Natural-language object grounding data:
======
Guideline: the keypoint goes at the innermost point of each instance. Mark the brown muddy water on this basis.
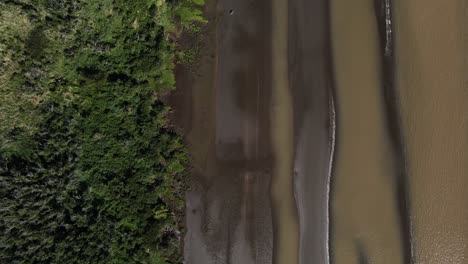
(327, 131)
(431, 69)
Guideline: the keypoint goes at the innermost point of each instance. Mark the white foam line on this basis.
(330, 168)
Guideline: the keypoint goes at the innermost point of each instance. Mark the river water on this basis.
(327, 131)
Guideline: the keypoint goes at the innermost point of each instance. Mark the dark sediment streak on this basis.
(384, 18)
(223, 108)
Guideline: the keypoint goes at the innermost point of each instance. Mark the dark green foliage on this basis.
(90, 170)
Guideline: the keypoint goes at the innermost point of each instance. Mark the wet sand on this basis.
(311, 85)
(286, 235)
(365, 212)
(431, 56)
(227, 127)
(278, 84)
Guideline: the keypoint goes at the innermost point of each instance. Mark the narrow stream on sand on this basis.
(431, 56)
(365, 220)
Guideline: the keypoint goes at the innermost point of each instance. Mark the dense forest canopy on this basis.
(90, 169)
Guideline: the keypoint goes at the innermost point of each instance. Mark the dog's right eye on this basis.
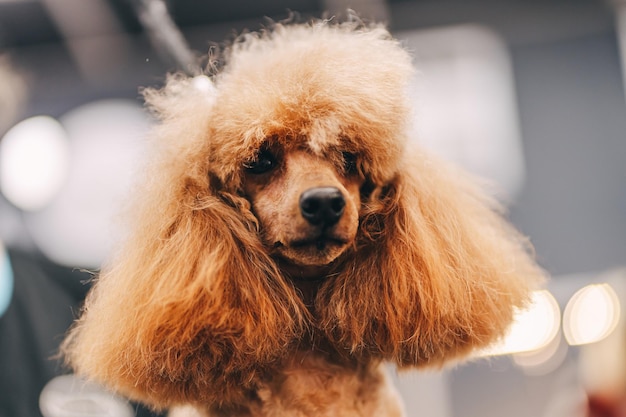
(264, 162)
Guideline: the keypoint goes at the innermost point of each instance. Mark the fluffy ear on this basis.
(191, 306)
(438, 274)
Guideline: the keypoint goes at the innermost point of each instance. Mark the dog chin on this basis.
(314, 254)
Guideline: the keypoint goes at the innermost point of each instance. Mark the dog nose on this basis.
(322, 206)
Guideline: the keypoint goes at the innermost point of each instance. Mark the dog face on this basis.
(307, 204)
(294, 165)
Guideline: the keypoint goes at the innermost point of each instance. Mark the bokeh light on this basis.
(534, 328)
(34, 158)
(591, 314)
(81, 225)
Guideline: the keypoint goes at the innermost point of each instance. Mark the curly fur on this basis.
(206, 303)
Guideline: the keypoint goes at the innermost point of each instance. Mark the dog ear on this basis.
(191, 307)
(437, 274)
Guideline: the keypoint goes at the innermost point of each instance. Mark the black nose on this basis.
(322, 206)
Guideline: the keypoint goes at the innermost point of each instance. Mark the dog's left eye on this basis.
(349, 162)
(264, 162)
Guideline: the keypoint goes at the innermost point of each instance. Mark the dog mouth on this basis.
(317, 250)
(319, 243)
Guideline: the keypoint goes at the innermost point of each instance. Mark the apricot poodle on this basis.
(286, 242)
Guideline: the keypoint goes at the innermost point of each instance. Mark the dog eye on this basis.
(349, 162)
(264, 162)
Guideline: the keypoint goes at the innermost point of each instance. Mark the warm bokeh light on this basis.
(591, 314)
(533, 328)
(34, 158)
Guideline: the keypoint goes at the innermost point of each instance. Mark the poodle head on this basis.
(291, 167)
(303, 141)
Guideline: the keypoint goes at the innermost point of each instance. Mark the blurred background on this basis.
(528, 94)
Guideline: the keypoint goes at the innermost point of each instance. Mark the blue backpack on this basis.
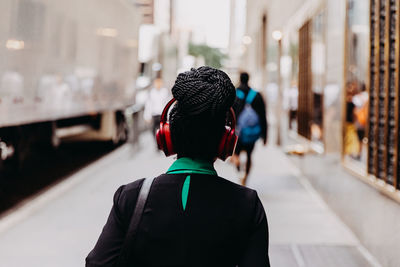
======
Task to carry out:
The copy you produce must hold all the records above exactly and none of their pictures.

Solution to this exercise:
Guideline: the keypoint goes at the innermost point of each instance. Mark the brown muddy water on this basis.
(327, 131)
(431, 69)
Guideline: the keypoint goes at the innermost point of each instance. Mark the white foam line on this basis.
(330, 168)
Guideline: the keypoint goes at the innermost point of each instance. Mark the river water on this basis.
(327, 131)
Guideline: the keypoint goes at the innermost point of each instance. Mark the dark sediment streak on this basis.
(384, 18)
(223, 108)
Guideline: the keypoint goes at the innermost point of each instance. Mark the dark green foliage on this basis.
(90, 170)
Guideline: the keypoint goes at the innermost point of each instance. Mark the wet sand on this basis.
(311, 85)
(286, 235)
(365, 212)
(431, 56)
(227, 127)
(278, 84)
Guideline: the keypoint goes at the innermost point of each instance. Mark the narrow stream on sand on this basis.
(431, 56)
(365, 220)
Guideline: the keypoint goes at the innermost point of each instance. Mark the dense forest canopy on this basis.
(90, 169)
Guideline: the keypoint goes at the innermost point of each instance. Mark the dog's right eye on this basis.
(264, 162)
Guideline: the keypoint goes at the innermost point of each instance. Mark the fluffy ear on this basis.
(191, 306)
(438, 274)
Guideline: the keypoint goes at the innermost point of each instance. Mark the dog chin on this basis.
(314, 254)
Guideline: the keypoint goes at the innermost point of each instance. Mark the dog nose on this basis.
(322, 206)
Guideline: the keypoint goes at the innermost point of each instance. Mark the dog face on this basis.
(307, 204)
(294, 165)
Guideline: the keypoint goes at the innermost point of each instance. Mark the bokeh light on this basis.
(534, 328)
(34, 158)
(591, 314)
(81, 225)
Guideline: the keypoint goes at the innermost point of each instance. Mark the curly fur on this basis.
(206, 303)
Guideline: the keypoint goes at the innermost point of each instance. Mark the dog ear on this basis.
(191, 307)
(437, 274)
Guideline: the keypoint goes at the innermost point of each instance. Mark the black nose on this basis.
(322, 206)
Guideline: the keypoint goes at the innermost point of each instance. Mark the dog's left eye on this basis.
(349, 162)
(264, 162)
Guideline: the keypoint goes at the innermost point of each instance. Mark the dog mouth on this basis.
(317, 250)
(319, 243)
Guideline: the keypoint goes at the innermost point of each instance. Mark the apricot poodle on this basis.
(286, 242)
Guideline: the keypoint goes at the innermost point of each instance. Mark the dog eye on this basis.
(349, 162)
(264, 162)
Guideline: the keypoint goes at the innermost point of each instance. Mark the warm bokeh light on this basis.
(591, 314)
(533, 328)
(34, 158)
Guideline: the keypoint goes at the innermost point of each instance. Mark the poodle head on this basis.
(291, 167)
(303, 141)
Guideline: the keypoint goes at the innermost point of each instance. Mark the blurred background on this basis.
(528, 94)
Guideline: the keypoint goes at the innermost point of each instance. Mark the blue backpack on this basis.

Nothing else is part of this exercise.